Task – Rewrite the records below, changing every "Plain rules" to "Simple rules" and keeping everything else the same. Leave out the picture lines.

===== Given entries =====

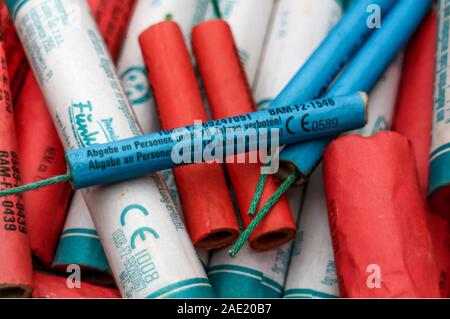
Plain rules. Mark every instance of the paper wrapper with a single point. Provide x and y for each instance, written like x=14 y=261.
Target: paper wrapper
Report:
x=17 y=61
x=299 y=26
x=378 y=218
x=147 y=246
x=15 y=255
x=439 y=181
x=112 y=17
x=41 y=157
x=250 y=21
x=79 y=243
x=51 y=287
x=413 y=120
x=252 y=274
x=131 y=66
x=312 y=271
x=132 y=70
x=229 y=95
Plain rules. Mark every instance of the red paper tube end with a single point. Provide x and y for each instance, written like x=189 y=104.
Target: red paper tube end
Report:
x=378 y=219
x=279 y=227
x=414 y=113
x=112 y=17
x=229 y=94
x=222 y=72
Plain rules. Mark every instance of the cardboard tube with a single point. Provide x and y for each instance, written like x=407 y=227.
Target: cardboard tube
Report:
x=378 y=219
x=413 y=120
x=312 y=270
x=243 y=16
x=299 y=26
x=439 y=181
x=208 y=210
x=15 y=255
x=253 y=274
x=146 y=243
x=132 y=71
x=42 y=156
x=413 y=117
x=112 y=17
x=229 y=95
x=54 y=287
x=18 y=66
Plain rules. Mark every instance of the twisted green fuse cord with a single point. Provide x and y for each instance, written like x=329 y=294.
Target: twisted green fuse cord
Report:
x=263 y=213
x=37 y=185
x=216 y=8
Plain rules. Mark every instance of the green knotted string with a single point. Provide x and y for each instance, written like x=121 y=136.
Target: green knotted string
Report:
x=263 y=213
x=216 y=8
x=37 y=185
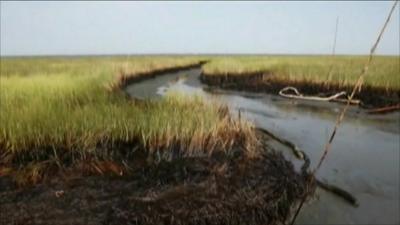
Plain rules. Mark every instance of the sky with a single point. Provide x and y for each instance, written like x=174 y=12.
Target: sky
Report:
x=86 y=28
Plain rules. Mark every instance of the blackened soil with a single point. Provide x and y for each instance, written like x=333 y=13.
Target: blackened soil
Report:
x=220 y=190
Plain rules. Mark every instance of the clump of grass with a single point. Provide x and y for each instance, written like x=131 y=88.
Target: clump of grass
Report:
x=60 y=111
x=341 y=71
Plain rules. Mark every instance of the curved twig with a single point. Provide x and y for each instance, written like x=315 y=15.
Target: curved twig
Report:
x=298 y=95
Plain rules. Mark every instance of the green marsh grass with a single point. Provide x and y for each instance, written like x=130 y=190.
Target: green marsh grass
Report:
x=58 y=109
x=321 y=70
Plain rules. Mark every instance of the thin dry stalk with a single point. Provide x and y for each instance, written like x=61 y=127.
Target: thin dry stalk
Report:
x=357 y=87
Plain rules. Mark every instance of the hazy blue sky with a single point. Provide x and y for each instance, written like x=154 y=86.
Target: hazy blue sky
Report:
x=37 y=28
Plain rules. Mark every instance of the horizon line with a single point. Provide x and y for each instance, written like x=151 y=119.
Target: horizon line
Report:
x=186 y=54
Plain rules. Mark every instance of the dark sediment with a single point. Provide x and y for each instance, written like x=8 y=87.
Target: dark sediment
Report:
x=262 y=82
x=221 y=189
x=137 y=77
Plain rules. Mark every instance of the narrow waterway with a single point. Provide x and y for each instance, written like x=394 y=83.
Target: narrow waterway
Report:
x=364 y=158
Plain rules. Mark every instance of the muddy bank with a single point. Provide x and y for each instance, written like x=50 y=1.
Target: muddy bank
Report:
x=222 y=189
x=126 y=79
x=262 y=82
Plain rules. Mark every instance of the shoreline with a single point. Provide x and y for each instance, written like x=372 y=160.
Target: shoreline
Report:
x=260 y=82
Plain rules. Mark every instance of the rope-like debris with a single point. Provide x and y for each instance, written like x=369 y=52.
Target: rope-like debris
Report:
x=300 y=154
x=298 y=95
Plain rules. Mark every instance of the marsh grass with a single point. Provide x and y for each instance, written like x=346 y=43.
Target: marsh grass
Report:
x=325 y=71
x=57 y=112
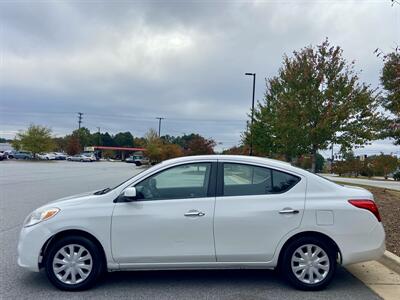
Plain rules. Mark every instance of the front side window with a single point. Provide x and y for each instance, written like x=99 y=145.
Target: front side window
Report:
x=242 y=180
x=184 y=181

=====

Worked answer –
Simple rules. Mark every instance of the paper wrapper with a single point. Provide x and y for each instance, written like x=14 y=261.
Target: paper wrapper
Report:
x=17 y=61
x=299 y=26
x=378 y=218
x=147 y=246
x=15 y=255
x=439 y=181
x=112 y=17
x=41 y=157
x=250 y=21
x=79 y=243
x=51 y=287
x=413 y=120
x=252 y=274
x=131 y=66
x=312 y=271
x=132 y=70
x=229 y=95
Simple rules. Mark every instance of the red paper tube end with a single point. Provide x and y for each instance, written like x=189 y=104.
Target: red paper tube end
Report:
x=378 y=219
x=279 y=227
x=414 y=113
x=112 y=17
x=229 y=94
x=222 y=72
Simple rules. Mark every instance of the cardboard tube with a single point. Provide x and y for each instance, written like x=407 y=227.
Target: cardboard tube
Report:
x=378 y=219
x=413 y=120
x=312 y=270
x=243 y=16
x=299 y=26
x=439 y=181
x=208 y=210
x=15 y=255
x=253 y=274
x=146 y=243
x=132 y=71
x=42 y=156
x=413 y=117
x=112 y=17
x=229 y=95
x=54 y=287
x=18 y=66
Simple rules. Mark every instance of the twisted green fuse cord with a single point. Provide x and y for each instance, written like x=329 y=294.
Target: twisted green fuse cord
Report:
x=263 y=213
x=37 y=185
x=216 y=8
Simple rules. Mark every instance of the green knotted string with a single point. Provide x and y for each instance, written like x=121 y=136.
Target: green knotted string
Report:
x=263 y=213
x=216 y=8
x=37 y=185
Simple rules. Mark every instance of the sky with a single point. Provide x and y for each instance, written like x=174 y=12.
Target: sky
Report:
x=86 y=28
Simple rules. Mark every instance of the blackened soil with a single point. Provide x and y for each instance, written like x=333 y=13.
Target: blackened soil
Report:
x=220 y=190
Simple rules. Mark every instance of the clump of grass with a single point. Provide x and y for each instance, written like x=131 y=88.
Target: clump of grass
Report:
x=60 y=111
x=341 y=71
Simple rules. Mark every instance of the curved twig with a single point. Provide x and y for each instance, written like x=315 y=15.
Target: curved twig
Report:
x=298 y=95
Simple rules. Mark every instance of the green marsh grass with a single point. Provide x and y for each instance, written like x=130 y=190.
Target: green marsh grass
Report:
x=58 y=109
x=321 y=70
Simple rules. Mark every instance of the thin dry stalk with a single point. Provide x and y for each instance, written like x=61 y=127.
Target: thin dry stalk
Report:
x=357 y=87
Simple rules. Mark every instance of the hazy blue sky with a single point. Provide x and y for each instance, written like x=154 y=86.
Target: hazy blue sky
Report:
x=37 y=28
Simple rules. Mark every instance of the horizon line with a single point. Provide x and y for each instance, written like x=151 y=119.
Target: horizon line
Report:
x=186 y=54
Simple rules. Mark every instance of the dark sediment with a single point. Provide x and y for each instance, written like x=8 y=87.
Target: dark sediment
Report:
x=262 y=82
x=221 y=189
x=137 y=77
Simple rules. Mark every instance of the narrow waterway with a single point. Provide x and y for each instance, written like x=394 y=83.
Target: narrow waterway
Report:
x=364 y=158
Simple rules. Mark every instance of the muddy bank with a single point. Provide x and y for each instance, written like x=50 y=1.
Target: muddy bank
Report:
x=222 y=189
x=126 y=79
x=262 y=82
Simple rules. Mark every instance of the shoreline with a single point. Provide x and y for each instance, written like x=372 y=160.
Target: shoreline
Report:
x=260 y=82
Simple rules. Mark every instance of the rope-like debris with a single point. Provide x and y for each instance, written like x=369 y=52.
Target: rope-like debris
Report:
x=300 y=154
x=298 y=95
Simple rules. Mark every instance of the marsh grass with a single point. Provide x and y for each instance, written like x=346 y=43.
Target: marsh grass
Report:
x=325 y=71
x=57 y=112
Simple rules. Mark every instance of the front side window with a single point. Provide x and y for each instance, written like x=99 y=145.
Target: front side window
Report:
x=242 y=180
x=184 y=181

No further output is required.